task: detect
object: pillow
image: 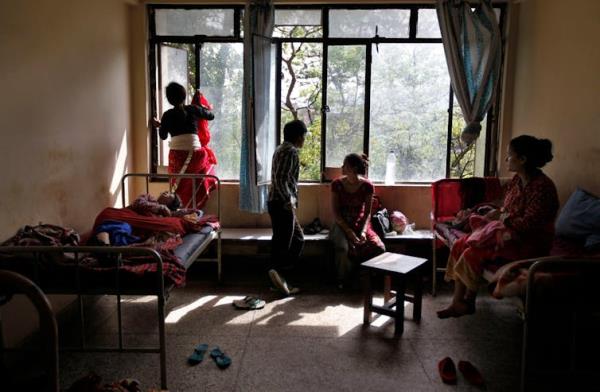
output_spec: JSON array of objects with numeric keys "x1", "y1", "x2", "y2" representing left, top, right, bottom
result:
[{"x1": 555, "y1": 188, "x2": 600, "y2": 249}]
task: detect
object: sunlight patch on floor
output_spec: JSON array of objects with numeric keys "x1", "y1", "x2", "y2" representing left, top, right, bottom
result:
[
  {"x1": 120, "y1": 295, "x2": 156, "y2": 304},
  {"x1": 214, "y1": 295, "x2": 245, "y2": 307},
  {"x1": 165, "y1": 295, "x2": 217, "y2": 323}
]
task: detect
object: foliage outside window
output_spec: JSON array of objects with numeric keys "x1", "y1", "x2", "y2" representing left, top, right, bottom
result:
[{"x1": 149, "y1": 5, "x2": 504, "y2": 183}]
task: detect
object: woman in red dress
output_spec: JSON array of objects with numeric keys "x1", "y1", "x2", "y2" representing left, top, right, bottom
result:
[
  {"x1": 329, "y1": 153, "x2": 385, "y2": 286},
  {"x1": 153, "y1": 83, "x2": 217, "y2": 209},
  {"x1": 437, "y1": 135, "x2": 559, "y2": 318}
]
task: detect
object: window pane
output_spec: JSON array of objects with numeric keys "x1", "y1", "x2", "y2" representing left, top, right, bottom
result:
[
  {"x1": 417, "y1": 9, "x2": 441, "y2": 38},
  {"x1": 199, "y1": 43, "x2": 244, "y2": 180},
  {"x1": 275, "y1": 9, "x2": 321, "y2": 26},
  {"x1": 274, "y1": 9, "x2": 322, "y2": 38},
  {"x1": 280, "y1": 42, "x2": 323, "y2": 181},
  {"x1": 155, "y1": 9, "x2": 235, "y2": 36},
  {"x1": 369, "y1": 44, "x2": 449, "y2": 182},
  {"x1": 329, "y1": 9, "x2": 409, "y2": 38},
  {"x1": 159, "y1": 44, "x2": 194, "y2": 166},
  {"x1": 326, "y1": 46, "x2": 365, "y2": 168}
]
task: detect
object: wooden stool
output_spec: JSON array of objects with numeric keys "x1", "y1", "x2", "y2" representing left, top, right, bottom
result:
[{"x1": 361, "y1": 252, "x2": 427, "y2": 337}]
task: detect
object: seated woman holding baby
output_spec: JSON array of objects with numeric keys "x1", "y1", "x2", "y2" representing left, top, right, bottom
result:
[{"x1": 437, "y1": 135, "x2": 559, "y2": 318}]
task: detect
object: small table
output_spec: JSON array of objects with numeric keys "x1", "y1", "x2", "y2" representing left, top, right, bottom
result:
[{"x1": 361, "y1": 252, "x2": 427, "y2": 337}]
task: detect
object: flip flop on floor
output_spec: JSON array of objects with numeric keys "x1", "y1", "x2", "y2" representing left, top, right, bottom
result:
[
  {"x1": 187, "y1": 343, "x2": 208, "y2": 365},
  {"x1": 438, "y1": 357, "x2": 457, "y2": 385},
  {"x1": 232, "y1": 296, "x2": 265, "y2": 310},
  {"x1": 210, "y1": 347, "x2": 232, "y2": 369},
  {"x1": 458, "y1": 360, "x2": 484, "y2": 386}
]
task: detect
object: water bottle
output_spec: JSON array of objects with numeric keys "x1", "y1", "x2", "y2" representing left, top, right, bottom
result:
[{"x1": 384, "y1": 150, "x2": 396, "y2": 185}]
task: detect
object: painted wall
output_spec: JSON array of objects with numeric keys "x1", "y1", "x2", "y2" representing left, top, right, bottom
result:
[
  {"x1": 0, "y1": 0, "x2": 132, "y2": 345},
  {"x1": 503, "y1": 0, "x2": 600, "y2": 203}
]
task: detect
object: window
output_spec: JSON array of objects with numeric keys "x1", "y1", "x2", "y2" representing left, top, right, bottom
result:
[
  {"x1": 149, "y1": 5, "x2": 505, "y2": 183},
  {"x1": 274, "y1": 5, "x2": 505, "y2": 182},
  {"x1": 148, "y1": 5, "x2": 243, "y2": 180},
  {"x1": 369, "y1": 43, "x2": 448, "y2": 182}
]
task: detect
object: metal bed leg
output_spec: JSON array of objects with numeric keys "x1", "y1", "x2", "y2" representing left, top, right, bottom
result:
[
  {"x1": 520, "y1": 303, "x2": 529, "y2": 392},
  {"x1": 217, "y1": 232, "x2": 222, "y2": 283},
  {"x1": 0, "y1": 310, "x2": 5, "y2": 366},
  {"x1": 78, "y1": 294, "x2": 86, "y2": 348},
  {"x1": 117, "y1": 294, "x2": 123, "y2": 350},
  {"x1": 158, "y1": 294, "x2": 167, "y2": 390},
  {"x1": 431, "y1": 237, "x2": 437, "y2": 296}
]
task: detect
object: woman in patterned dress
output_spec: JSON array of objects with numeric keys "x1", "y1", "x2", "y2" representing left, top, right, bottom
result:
[
  {"x1": 437, "y1": 135, "x2": 559, "y2": 318},
  {"x1": 329, "y1": 153, "x2": 385, "y2": 286}
]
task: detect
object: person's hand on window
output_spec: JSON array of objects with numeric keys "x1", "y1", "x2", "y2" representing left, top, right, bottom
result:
[{"x1": 150, "y1": 118, "x2": 161, "y2": 129}]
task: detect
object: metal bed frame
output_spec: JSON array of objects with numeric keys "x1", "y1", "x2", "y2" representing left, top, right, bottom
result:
[
  {"x1": 0, "y1": 270, "x2": 59, "y2": 392},
  {"x1": 520, "y1": 257, "x2": 600, "y2": 391},
  {"x1": 0, "y1": 172, "x2": 222, "y2": 390},
  {"x1": 122, "y1": 172, "x2": 223, "y2": 282}
]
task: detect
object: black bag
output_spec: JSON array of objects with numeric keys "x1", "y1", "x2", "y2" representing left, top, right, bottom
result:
[{"x1": 371, "y1": 208, "x2": 392, "y2": 239}]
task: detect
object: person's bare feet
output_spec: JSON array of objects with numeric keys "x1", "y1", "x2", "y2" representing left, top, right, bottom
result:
[{"x1": 436, "y1": 300, "x2": 475, "y2": 319}]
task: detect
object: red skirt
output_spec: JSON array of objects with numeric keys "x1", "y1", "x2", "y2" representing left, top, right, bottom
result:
[{"x1": 168, "y1": 146, "x2": 217, "y2": 209}]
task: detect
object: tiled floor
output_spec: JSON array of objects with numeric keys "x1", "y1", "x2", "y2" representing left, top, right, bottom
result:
[{"x1": 10, "y1": 261, "x2": 528, "y2": 391}]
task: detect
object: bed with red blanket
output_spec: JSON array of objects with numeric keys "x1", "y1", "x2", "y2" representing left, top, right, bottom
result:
[{"x1": 0, "y1": 173, "x2": 221, "y2": 390}]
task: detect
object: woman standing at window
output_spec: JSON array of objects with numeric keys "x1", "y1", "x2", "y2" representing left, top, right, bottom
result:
[{"x1": 153, "y1": 82, "x2": 216, "y2": 209}]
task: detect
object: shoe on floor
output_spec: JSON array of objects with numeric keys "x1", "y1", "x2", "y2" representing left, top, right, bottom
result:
[
  {"x1": 268, "y1": 269, "x2": 290, "y2": 296},
  {"x1": 458, "y1": 360, "x2": 484, "y2": 386},
  {"x1": 438, "y1": 357, "x2": 457, "y2": 385},
  {"x1": 233, "y1": 296, "x2": 265, "y2": 310}
]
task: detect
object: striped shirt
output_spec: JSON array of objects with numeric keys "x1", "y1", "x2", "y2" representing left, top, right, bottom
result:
[{"x1": 268, "y1": 141, "x2": 300, "y2": 207}]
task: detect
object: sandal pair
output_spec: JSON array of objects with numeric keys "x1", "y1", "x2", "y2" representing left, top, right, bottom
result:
[
  {"x1": 438, "y1": 357, "x2": 484, "y2": 386},
  {"x1": 188, "y1": 344, "x2": 231, "y2": 370}
]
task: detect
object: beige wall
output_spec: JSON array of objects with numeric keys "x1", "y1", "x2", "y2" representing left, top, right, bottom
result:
[
  {"x1": 503, "y1": 0, "x2": 600, "y2": 203},
  {"x1": 0, "y1": 0, "x2": 132, "y2": 345}
]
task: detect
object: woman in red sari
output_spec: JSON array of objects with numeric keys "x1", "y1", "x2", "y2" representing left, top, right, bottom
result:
[
  {"x1": 329, "y1": 153, "x2": 385, "y2": 287},
  {"x1": 437, "y1": 135, "x2": 559, "y2": 318},
  {"x1": 153, "y1": 82, "x2": 217, "y2": 209}
]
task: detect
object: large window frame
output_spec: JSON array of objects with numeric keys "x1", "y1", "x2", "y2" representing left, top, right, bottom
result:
[
  {"x1": 147, "y1": 4, "x2": 244, "y2": 177},
  {"x1": 147, "y1": 4, "x2": 506, "y2": 183},
  {"x1": 273, "y1": 4, "x2": 506, "y2": 182}
]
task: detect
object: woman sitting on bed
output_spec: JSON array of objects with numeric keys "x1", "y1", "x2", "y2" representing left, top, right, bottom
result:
[{"x1": 437, "y1": 135, "x2": 559, "y2": 318}]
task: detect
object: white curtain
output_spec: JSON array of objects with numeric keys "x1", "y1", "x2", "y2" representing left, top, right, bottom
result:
[
  {"x1": 436, "y1": 0, "x2": 502, "y2": 144},
  {"x1": 240, "y1": 0, "x2": 275, "y2": 213}
]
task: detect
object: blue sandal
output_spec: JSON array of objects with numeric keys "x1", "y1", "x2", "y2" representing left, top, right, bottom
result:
[
  {"x1": 210, "y1": 347, "x2": 232, "y2": 369},
  {"x1": 188, "y1": 343, "x2": 208, "y2": 365}
]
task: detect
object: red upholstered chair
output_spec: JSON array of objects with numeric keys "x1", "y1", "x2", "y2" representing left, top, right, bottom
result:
[{"x1": 430, "y1": 177, "x2": 504, "y2": 295}]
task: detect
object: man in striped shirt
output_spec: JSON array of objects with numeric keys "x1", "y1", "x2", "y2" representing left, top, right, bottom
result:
[{"x1": 267, "y1": 120, "x2": 308, "y2": 296}]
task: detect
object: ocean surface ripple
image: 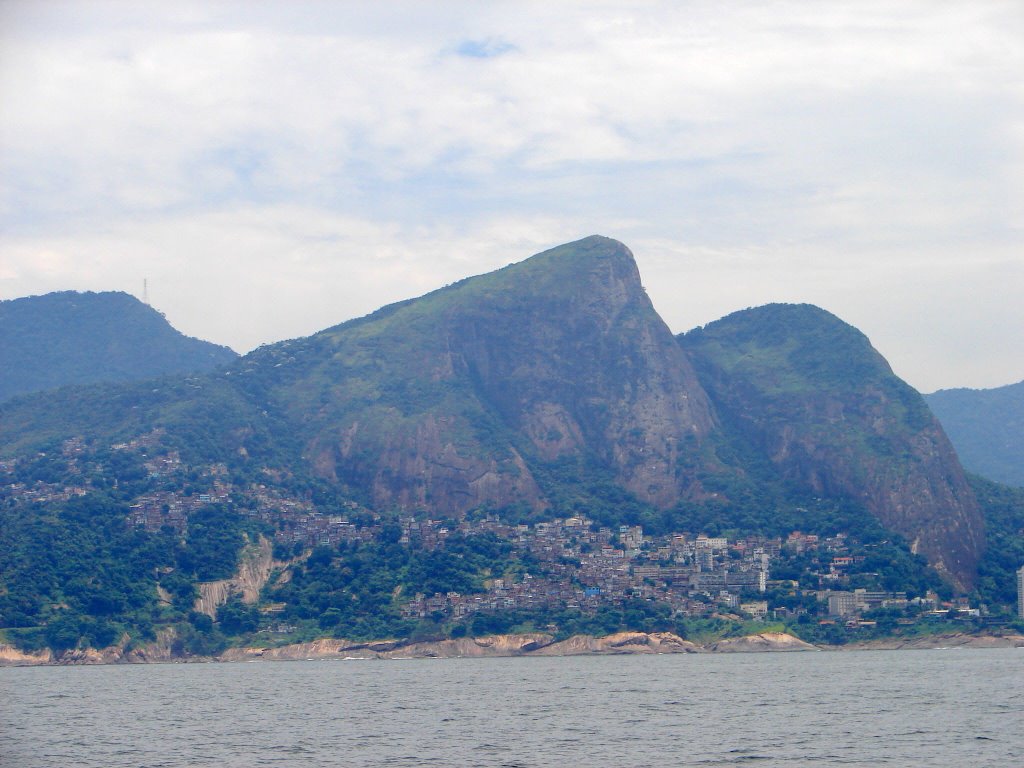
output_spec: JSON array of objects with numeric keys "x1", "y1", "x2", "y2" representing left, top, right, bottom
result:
[{"x1": 2, "y1": 648, "x2": 1022, "y2": 767}]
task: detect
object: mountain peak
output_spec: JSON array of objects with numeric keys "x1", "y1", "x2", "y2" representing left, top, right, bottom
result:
[
  {"x1": 508, "y1": 235, "x2": 639, "y2": 284},
  {"x1": 322, "y1": 235, "x2": 644, "y2": 344},
  {"x1": 0, "y1": 290, "x2": 237, "y2": 402},
  {"x1": 299, "y1": 236, "x2": 715, "y2": 512},
  {"x1": 530, "y1": 234, "x2": 633, "y2": 262},
  {"x1": 456, "y1": 234, "x2": 639, "y2": 296},
  {"x1": 681, "y1": 302, "x2": 984, "y2": 589},
  {"x1": 685, "y1": 302, "x2": 894, "y2": 389}
]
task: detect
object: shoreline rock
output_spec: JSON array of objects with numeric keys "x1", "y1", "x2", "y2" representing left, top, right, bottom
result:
[
  {"x1": 5, "y1": 630, "x2": 1023, "y2": 667},
  {"x1": 0, "y1": 644, "x2": 53, "y2": 666},
  {"x1": 705, "y1": 632, "x2": 819, "y2": 653},
  {"x1": 532, "y1": 631, "x2": 702, "y2": 656}
]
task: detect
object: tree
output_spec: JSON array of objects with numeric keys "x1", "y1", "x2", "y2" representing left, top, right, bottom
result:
[{"x1": 216, "y1": 597, "x2": 259, "y2": 635}]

# Instructions for the task
Since only part of the listing is wanted, copy exactly the lines from the one holding "object: metal bed frame" to the one holding "object: person's bare feet", both included.

# Output of the task
object: metal bed frame
output_spec: JSON array of objects with numeric keys "x1", "y1", "x2", "y2" representing left, top, right, bottom
result:
[
  {"x1": 0, "y1": 270, "x2": 59, "y2": 392},
  {"x1": 520, "y1": 257, "x2": 600, "y2": 391},
  {"x1": 0, "y1": 172, "x2": 222, "y2": 390},
  {"x1": 122, "y1": 172, "x2": 223, "y2": 282}
]
task: detect
object: black bag
output_spec: JSON array of objects with numeric keys "x1", "y1", "x2", "y2" representing left, top, right, bottom
result:
[{"x1": 371, "y1": 208, "x2": 392, "y2": 239}]
task: detect
object: person's bare feet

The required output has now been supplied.